BEGIN

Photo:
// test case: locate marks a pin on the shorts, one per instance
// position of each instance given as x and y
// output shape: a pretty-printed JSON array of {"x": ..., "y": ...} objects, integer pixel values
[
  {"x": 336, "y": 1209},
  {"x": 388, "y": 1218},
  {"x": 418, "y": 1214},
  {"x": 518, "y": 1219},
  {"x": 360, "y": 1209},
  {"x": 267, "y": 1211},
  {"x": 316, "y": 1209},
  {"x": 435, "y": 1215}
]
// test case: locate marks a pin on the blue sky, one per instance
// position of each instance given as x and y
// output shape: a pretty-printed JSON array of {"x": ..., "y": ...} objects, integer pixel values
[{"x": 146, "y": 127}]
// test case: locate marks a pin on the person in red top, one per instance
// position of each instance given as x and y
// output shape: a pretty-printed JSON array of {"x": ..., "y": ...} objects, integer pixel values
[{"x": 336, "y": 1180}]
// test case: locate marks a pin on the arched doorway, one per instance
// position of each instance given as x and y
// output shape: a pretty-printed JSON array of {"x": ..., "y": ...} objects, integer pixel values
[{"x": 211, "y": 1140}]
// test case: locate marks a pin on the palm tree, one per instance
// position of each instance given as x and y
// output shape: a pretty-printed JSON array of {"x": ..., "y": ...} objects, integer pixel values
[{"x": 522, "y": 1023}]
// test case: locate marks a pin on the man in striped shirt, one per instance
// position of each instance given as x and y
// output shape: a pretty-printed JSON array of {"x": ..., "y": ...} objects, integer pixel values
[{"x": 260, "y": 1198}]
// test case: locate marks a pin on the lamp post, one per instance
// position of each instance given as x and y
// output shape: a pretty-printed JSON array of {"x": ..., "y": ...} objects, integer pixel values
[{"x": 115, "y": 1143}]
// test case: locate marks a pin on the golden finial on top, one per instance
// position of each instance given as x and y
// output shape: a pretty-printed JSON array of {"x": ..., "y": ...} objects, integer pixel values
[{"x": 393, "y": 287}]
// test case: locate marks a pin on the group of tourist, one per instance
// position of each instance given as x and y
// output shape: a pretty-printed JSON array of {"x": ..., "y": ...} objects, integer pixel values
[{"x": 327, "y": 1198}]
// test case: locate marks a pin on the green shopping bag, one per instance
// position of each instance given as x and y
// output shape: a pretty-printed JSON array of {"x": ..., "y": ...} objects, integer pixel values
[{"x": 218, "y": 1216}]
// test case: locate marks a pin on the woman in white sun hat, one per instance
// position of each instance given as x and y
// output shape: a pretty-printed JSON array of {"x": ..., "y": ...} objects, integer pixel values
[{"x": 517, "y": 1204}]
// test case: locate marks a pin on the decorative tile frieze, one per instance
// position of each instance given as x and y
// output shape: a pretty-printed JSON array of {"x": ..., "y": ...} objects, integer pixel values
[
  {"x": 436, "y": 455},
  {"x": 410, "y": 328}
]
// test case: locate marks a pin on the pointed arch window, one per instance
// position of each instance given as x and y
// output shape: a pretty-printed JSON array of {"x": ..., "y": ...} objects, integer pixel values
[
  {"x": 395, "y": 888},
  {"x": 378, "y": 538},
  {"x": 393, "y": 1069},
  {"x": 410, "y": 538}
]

END

Type out the whole listing once more, exactly as written.

Answer area —
Photo:
// test case: locate marks a pin on the shorts, one per instance
// position of each instance given as x and y
// output shape: a pretty-printed JSON array of {"x": ..., "y": ...} objects, integer pixel values
[
  {"x": 336, "y": 1209},
  {"x": 388, "y": 1218},
  {"x": 418, "y": 1214},
  {"x": 518, "y": 1219},
  {"x": 360, "y": 1209},
  {"x": 267, "y": 1211},
  {"x": 316, "y": 1209},
  {"x": 435, "y": 1215}
]
// test case: locate marks a pin on the blue sky, one per instance
// position of each instance given as x and y
// output shape: a pretty-printed JSON array of {"x": ..., "y": ...} objects, integer pixel values
[{"x": 146, "y": 127}]
// test case: locate marks a pin on the person in red top, one per instance
// position of each instance given as x and y
// output shape: a pretty-printed JSON array of {"x": ..., "y": ...} objects, integer pixel values
[{"x": 336, "y": 1180}]
// test case: locate marks a pin on the arched doorway, one per instance
// position of each instance given as x and y
// output shape: a pretty-printed JSON array of {"x": ..., "y": ...} objects, integer pixel values
[{"x": 211, "y": 1140}]
// test case: locate marks a pin on the palm tree, one per instance
// position of each instance given as x and y
// output shape: a pretty-printed JSON array of {"x": ..., "y": ...} objects, integer pixel values
[{"x": 522, "y": 1023}]
// test case: locate marks a pin on the man in striped shirt, one per instance
// position of each instance given as x and y
// output shape: a pretty-printed JSON array of {"x": ..., "y": ...} objects, integer pixel values
[{"x": 260, "y": 1198}]
// test case: locate marks a pin on the lamp post, one per instance
// position of each instance given as x and y
// output shape: a pretty-printed JSON array of {"x": ..., "y": ...} objects, integer pixel values
[{"x": 115, "y": 1143}]
// test case: locate marks a pin on the golden finial on top, one per instance
// position of each instance given as x and y
// output shape: a pretty-printed JSON array of {"x": ..., "y": ...} objects, integer pixel values
[{"x": 393, "y": 287}]
// test case: locate marks a pin on the group of tourist, one per instance
// position of each instance given as x and y
// output shape: a pretty-printed JSON array of {"x": ..., "y": ...} objects, integer pixel values
[{"x": 327, "y": 1198}]
// test case: locate marks a pin on the green shopping bag, one per instance
// position of each instance given as x and y
// output shape: a pretty-printed JSON array of {"x": ..., "y": ...} objects, integer pixel values
[{"x": 218, "y": 1216}]
// test case: locate marks a pin on the woman in white sun hat, one per instance
// position of each instance given as x and y
// output shape: a pretty-printed JSON array of {"x": ..., "y": ...} objects, integer pixel values
[{"x": 517, "y": 1204}]
// test case: locate marks a pin on the decorative tile frieze, one per instance
// position of each instance given as x and y
// output shape: a pretty-printed JSON array of {"x": ..., "y": ...} objects, integer pixel values
[
  {"x": 436, "y": 455},
  {"x": 410, "y": 328}
]
// test case: locate marks a pin on the pointed arch window, one per instance
// position of each instance given as x and y
// output shape: a pretty-printed JSON array of {"x": ..., "y": ...} objects, integer pixel values
[
  {"x": 395, "y": 888},
  {"x": 378, "y": 538},
  {"x": 393, "y": 1069},
  {"x": 410, "y": 538}
]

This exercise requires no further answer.